Your task: Copy everything from the line containing "of the wine" down to the line containing "x=109, y=118", swapping each "crop-survey index" for "harvest catalog" and leaving all else unchanged.

Point placement records
^^^^^^^^

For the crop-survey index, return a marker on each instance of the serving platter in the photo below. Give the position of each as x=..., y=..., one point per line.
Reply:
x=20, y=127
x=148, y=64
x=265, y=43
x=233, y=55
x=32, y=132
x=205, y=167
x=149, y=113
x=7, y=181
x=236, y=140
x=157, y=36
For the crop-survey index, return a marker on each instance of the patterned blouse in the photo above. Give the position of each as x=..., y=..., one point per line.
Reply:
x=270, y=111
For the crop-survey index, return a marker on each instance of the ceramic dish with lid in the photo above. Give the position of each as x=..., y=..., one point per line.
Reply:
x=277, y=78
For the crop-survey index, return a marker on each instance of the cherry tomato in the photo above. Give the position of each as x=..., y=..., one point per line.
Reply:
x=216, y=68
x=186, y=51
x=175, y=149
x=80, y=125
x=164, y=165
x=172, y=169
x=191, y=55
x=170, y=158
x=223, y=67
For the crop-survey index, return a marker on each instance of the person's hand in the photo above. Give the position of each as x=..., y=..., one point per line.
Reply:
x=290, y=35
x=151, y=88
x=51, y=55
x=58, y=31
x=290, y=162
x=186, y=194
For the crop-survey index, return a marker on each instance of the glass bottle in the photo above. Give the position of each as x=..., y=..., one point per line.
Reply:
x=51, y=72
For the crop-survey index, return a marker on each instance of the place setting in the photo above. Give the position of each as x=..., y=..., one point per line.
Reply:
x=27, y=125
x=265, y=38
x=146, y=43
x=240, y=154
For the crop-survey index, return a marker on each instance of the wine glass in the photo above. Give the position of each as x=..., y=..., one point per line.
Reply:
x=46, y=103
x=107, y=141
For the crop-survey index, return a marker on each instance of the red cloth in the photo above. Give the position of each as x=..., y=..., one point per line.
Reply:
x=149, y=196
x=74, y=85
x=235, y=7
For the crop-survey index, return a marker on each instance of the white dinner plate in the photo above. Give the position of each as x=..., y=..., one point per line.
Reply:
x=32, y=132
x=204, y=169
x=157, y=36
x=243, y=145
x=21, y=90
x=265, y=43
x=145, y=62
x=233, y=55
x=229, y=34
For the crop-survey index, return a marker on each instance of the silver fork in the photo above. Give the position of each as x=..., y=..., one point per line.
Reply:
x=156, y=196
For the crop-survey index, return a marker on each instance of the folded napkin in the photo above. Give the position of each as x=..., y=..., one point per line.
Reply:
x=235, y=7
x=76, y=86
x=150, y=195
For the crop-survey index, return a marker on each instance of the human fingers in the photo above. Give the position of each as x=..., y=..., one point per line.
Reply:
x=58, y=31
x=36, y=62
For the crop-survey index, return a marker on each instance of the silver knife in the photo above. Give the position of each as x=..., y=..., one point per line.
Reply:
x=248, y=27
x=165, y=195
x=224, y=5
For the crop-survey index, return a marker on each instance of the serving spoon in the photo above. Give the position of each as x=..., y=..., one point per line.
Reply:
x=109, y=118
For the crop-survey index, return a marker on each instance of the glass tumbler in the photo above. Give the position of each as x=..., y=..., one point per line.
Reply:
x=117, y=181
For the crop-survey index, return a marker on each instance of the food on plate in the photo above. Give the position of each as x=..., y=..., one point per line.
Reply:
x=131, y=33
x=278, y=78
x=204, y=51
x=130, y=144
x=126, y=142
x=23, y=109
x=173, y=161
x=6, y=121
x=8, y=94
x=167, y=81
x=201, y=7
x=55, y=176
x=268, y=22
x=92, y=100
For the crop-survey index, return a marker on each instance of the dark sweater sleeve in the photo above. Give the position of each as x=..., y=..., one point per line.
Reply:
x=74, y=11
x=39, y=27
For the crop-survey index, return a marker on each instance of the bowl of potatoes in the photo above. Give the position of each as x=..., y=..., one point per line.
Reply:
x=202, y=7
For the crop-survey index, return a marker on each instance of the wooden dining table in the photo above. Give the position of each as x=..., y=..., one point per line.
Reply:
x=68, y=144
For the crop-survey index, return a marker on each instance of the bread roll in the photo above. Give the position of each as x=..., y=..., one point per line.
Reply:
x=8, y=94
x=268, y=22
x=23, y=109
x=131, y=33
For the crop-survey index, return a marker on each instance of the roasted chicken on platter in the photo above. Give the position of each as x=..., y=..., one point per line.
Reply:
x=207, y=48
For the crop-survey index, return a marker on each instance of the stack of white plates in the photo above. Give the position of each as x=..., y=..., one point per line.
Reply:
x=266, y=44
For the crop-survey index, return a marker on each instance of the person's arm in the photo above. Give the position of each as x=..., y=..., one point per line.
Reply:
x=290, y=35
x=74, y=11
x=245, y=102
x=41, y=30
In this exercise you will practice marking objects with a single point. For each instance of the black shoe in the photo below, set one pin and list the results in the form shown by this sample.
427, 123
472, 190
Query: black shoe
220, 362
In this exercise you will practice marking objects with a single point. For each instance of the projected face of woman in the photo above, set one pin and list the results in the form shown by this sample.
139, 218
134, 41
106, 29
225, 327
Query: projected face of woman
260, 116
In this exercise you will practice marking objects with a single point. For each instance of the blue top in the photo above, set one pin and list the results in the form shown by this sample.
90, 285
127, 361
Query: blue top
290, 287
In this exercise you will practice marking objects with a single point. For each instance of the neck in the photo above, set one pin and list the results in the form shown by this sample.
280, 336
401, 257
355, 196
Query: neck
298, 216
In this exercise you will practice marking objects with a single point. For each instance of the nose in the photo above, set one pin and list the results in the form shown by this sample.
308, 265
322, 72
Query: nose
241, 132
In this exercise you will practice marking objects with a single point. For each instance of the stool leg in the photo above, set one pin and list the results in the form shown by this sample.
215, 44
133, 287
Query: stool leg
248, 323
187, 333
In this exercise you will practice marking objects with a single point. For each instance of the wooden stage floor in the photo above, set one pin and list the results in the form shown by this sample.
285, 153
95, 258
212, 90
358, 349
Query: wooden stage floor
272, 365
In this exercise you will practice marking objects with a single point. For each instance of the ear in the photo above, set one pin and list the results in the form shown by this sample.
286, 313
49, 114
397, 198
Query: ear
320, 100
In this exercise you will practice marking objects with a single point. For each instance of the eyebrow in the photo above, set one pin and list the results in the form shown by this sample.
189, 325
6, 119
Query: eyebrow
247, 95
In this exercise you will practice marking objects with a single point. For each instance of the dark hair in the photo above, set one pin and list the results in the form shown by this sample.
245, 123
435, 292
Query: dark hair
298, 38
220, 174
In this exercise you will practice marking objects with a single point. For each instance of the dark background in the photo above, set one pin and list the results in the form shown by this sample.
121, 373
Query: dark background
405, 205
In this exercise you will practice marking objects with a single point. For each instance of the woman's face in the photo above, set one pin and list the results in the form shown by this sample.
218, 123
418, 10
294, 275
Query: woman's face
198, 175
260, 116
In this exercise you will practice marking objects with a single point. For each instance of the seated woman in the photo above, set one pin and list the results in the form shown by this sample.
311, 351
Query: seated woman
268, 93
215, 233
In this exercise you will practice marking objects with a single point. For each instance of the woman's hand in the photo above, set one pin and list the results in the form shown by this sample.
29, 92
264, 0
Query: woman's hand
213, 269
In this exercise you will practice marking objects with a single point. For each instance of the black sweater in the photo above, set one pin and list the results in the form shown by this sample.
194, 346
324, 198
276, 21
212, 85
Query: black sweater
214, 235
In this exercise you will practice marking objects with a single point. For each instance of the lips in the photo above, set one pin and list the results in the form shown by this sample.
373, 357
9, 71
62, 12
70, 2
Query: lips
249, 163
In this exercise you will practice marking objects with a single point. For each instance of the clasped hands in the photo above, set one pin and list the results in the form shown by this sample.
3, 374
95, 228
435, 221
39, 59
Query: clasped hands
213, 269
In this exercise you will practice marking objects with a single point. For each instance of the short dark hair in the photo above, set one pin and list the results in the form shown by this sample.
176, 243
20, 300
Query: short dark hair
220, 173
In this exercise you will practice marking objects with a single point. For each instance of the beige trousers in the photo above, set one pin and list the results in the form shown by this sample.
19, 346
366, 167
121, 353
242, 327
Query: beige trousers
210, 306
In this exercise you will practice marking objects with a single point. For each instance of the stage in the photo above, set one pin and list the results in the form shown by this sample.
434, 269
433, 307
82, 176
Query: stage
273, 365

^^^^^^^^

Reply to the exercise:
For the harvest catalog, return a marker on each instance of the wine glass in the photo above. Give the position of each as x=..., y=..., one point per line.
Reply:
x=46, y=103
x=107, y=141
For the harvest catalog, return a marker on each instance of the red cloth in the photo above. Give the position of each as x=..., y=..., one point per line.
Reply:
x=149, y=196
x=74, y=85
x=235, y=7
For the harvest catalog, return a marker on each instance of the white dinner plate in the photo above. Give the position of each as x=..., y=..., one point per line.
Reply:
x=32, y=132
x=204, y=169
x=157, y=36
x=243, y=145
x=21, y=90
x=265, y=43
x=145, y=62
x=233, y=55
x=229, y=34
For the harvest catalog, return a marker on each instance of the silver fork in the photo above. Give the position of each as x=..., y=..., one point per line.
Reply:
x=156, y=196
For the harvest catalog, return a marker on each instance of the folded napkin in the photo above. Give the position of each as x=..., y=..., one point per line.
Reply:
x=235, y=7
x=76, y=86
x=150, y=195
For the harvest catalog, return a marker on each instance of the human fingers in the photo above. Give the position of each as x=..., y=..., one point per line.
Reply:
x=58, y=31
x=36, y=62
For the harvest catalog, return a marker on each instance of the silver knife in the photo above. Give the position of each as x=..., y=..., one point per line.
Reply:
x=248, y=27
x=165, y=195
x=224, y=5
For the harvest catalog, return a marker on each instance of the serving spoon in the photo above. Give the position of each as x=..., y=..., one point per line.
Reply:
x=109, y=118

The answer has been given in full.